Work request:
Each record below needs to be written out exactly as it appears.

******************************

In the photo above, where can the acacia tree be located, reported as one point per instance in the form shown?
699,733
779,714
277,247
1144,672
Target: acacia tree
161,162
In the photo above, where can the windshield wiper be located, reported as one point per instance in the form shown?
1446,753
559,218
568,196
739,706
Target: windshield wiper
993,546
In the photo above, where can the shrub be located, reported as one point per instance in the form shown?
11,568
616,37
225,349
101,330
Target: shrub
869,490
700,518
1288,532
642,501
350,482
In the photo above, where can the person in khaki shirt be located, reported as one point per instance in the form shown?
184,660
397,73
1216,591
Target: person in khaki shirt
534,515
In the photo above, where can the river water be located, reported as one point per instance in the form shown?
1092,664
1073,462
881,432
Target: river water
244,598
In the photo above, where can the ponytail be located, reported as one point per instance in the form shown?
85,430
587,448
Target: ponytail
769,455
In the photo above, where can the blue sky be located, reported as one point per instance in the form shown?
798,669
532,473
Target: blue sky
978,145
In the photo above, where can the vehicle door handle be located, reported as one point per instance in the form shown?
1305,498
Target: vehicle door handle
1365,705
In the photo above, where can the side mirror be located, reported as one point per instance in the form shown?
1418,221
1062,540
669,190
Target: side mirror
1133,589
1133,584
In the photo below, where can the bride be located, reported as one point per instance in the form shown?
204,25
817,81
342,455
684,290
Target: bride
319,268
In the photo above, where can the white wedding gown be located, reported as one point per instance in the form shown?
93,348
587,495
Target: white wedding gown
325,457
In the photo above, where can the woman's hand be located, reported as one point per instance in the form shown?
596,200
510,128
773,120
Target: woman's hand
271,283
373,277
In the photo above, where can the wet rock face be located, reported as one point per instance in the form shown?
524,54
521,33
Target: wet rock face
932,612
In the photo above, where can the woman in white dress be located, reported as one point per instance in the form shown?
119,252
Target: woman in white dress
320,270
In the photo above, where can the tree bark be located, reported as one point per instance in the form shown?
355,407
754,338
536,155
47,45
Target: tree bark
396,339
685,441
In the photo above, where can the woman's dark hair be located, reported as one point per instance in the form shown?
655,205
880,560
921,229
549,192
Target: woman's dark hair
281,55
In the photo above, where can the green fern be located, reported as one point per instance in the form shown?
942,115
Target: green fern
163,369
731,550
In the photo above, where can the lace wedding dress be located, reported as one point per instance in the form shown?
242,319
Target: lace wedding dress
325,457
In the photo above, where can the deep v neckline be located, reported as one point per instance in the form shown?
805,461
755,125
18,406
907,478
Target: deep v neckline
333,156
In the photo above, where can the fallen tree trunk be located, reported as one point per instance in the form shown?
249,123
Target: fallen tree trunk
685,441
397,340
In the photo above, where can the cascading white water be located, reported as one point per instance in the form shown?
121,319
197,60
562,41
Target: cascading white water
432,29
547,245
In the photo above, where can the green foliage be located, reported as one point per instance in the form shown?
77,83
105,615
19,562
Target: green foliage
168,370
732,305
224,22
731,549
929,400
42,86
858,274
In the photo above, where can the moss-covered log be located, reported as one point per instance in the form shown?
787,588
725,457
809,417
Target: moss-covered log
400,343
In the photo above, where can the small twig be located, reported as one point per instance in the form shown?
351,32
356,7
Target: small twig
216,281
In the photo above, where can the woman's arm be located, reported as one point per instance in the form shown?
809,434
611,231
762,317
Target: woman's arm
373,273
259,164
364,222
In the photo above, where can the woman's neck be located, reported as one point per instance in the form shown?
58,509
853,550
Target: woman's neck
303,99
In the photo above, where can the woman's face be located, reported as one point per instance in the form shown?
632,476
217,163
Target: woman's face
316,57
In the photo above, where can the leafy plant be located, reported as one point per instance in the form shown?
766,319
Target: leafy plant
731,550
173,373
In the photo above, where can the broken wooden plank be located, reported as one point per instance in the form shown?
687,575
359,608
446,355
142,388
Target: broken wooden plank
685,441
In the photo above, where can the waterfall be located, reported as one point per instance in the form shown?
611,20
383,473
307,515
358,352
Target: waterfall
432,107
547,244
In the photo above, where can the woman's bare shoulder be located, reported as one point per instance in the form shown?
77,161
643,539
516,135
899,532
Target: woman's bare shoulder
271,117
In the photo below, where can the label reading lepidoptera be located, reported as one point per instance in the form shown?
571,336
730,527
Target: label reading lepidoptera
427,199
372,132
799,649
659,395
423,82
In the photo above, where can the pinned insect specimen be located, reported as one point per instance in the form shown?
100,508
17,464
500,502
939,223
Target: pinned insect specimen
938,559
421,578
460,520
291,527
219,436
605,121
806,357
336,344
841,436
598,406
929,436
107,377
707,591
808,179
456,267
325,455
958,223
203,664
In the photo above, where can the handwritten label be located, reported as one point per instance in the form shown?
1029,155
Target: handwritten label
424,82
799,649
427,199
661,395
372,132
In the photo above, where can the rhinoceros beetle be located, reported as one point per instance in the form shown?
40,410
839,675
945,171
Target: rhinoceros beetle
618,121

******************************

Solution for this exercise:
In the photo above, where can the acacia tree be located, reported as one point per instance in the form shown?
699,733
779,714
277,247
1144,672
Target: acacia tree
161,162
In the photo above, where can the windshield wiper be located, reported as one point per instance in the form shown?
1446,753
559,218
568,196
739,706
Target: windshield wiper
993,546
In the photo above, where can the shrub be located, reported as one point per instance in the form shown?
11,568
616,37
225,349
101,330
Target: shrub
869,490
700,518
1288,532
642,501
350,482
In the photo above, where can the person in khaki shirt be located, reported as one point per instance in the form shown?
184,660
397,73
1216,591
Target: person in khaki shirt
534,515
In the photo above, where can the river water be located, reported as one point per instance in the form shown?
1092,664
1073,462
881,432
Target: river water
244,598
In the photo above, where can the ponytail be located, reported as one point per instance in the form shown?
85,430
587,448
Target: ponytail
769,455
In the photo above, where can the blue sky be located, reported as one point per instance in the form shown?
798,669
532,473
Target: blue sky
978,145
In the photo above, where can the vehicle door handle be located, reported as one point per instance in the form shown?
1305,498
Target: vehicle door handle
1365,705
In the photo above, where can the side mirror be located, reported as one point per instance in the form shown?
1418,221
1062,540
669,190
Target: side mirror
1133,589
1133,584
In the photo below, where can the bride be located, reported as one point per instance in the form shown?
204,25
817,81
342,455
684,290
Target: bride
319,268
In the photo above, where can the white wedding gown be located, reported as one point per instance in the form shown?
93,348
587,495
Target: white wedding gown
325,457
In the photo above, where can the woman's hand be located, reported as one point per instance in the form shown?
596,200
510,128
773,120
Target: woman's hand
271,283
373,277
In the photo above, where can the wet rock face be located, reported as one point per instance in the form shown?
524,54
521,33
Target: wet rock face
932,612
In the photo above, where can the woman in white dress be located, reported as one point per instance in the form shown?
119,252
Target: woman in white dress
320,270
In the photo above, where can the tree bark be located, reported as one point per instance in the form shown?
355,407
754,338
536,155
47,45
Target: tree bark
396,339
685,441
In the photo above, where can the woman's dark hair be located, reported as one point per instance in the form shown?
655,205
880,560
921,229
549,192
Target: woman's dark hair
281,55
In the photo above, where can the green fern be located, reported as one point per instance in the form shown?
942,115
Target: green fern
163,369
731,550
In the photo above, where can the lace wedding dress be located, reported as one point per instance in the form shown?
242,319
Target: lace wedding dress
325,457
In the photo above, where can the deep v neckline be located, reported as one point per instance in the form shown?
805,461
755,125
18,406
907,478
Target: deep v neckline
333,156
In the photo above, where can the fallen tree trunk be located, reported as one point per instance in the form shown?
249,123
Target: fallen tree trunk
685,441
397,340
In the photo above, where can the cascading white water be located, reported as one point per instance in the form shown?
121,319
197,60
562,41
Target: cascading white water
432,29
547,245
In the photo above, where can the green foliage be located, reported as one point per instance in the form shown?
77,83
105,615
19,562
Target: green foliage
168,370
732,305
224,22
731,549
929,400
42,86
858,274
In the photo above, where can the moss-covered log be located, reported as one point per instance in the form shown?
787,588
725,457
809,417
Target: moss-covered log
400,343
In the photo above, where can the small twig be located, reported as one point per instance in the form shown?
351,32
356,7
Target: small twig
216,281
In the photo above, where can the woman's arm be located, reported as one point per instance in the form shown?
809,434
611,231
762,317
Target: woman's arm
373,273
259,164
364,222
In the photo above, where can the woman's neck be located, reported as one point per instance in the form shown?
58,509
853,550
Target: woman's neck
303,99
In the photo above, where can the woman's face be located, reported as one point per instance in the form shown?
632,476
217,163
Target: woman's face
316,57
In the photo above, where can the leafy plant be located, reported as one point per instance in the form shown?
766,319
Target: leafy plant
731,550
173,373
In the photo above, where can the broken wooden plank be located, reported as one point per instance in the form shown?
687,575
359,608
446,355
142,388
Target: broken wooden plank
685,441
In the photo above, where can the waterfall be located, reported as one point per instance in the form shown?
611,20
383,473
307,515
358,352
Target: waterfall
432,107
547,244
In the photo above, where can the woman's bare shoulder be located, reported as one point per instance in the form shown?
77,161
643,539
516,135
899,532
Target: woman's bare shoulder
271,117
In the photo below, where can the label reading lepidoptera be located, reported as one point per instance in the form shown?
571,336
730,527
Target: label reading lepidoptera
427,199
372,132
799,649
659,395
423,82
In the photo above, where can the pinned insect specimen be located, reported as one point per instance in the form shown?
100,508
17,464
500,502
939,223
Target: pinned insect specimen
938,559
421,578
460,520
291,527
219,436
605,121
806,357
336,344
841,436
598,406
929,436
107,377
707,591
808,179
456,267
325,455
958,223
203,664
In the photo above, where can the handwritten label be located, reported as one point per instance in the form shown?
1029,155
Target: handwritten label
424,82
799,649
427,199
661,395
372,132
In the photo above, where can the rhinoceros beetle be located, reported as one point per instance in the form shown?
40,410
839,675
945,171
Target: rhinoceros beetle
618,121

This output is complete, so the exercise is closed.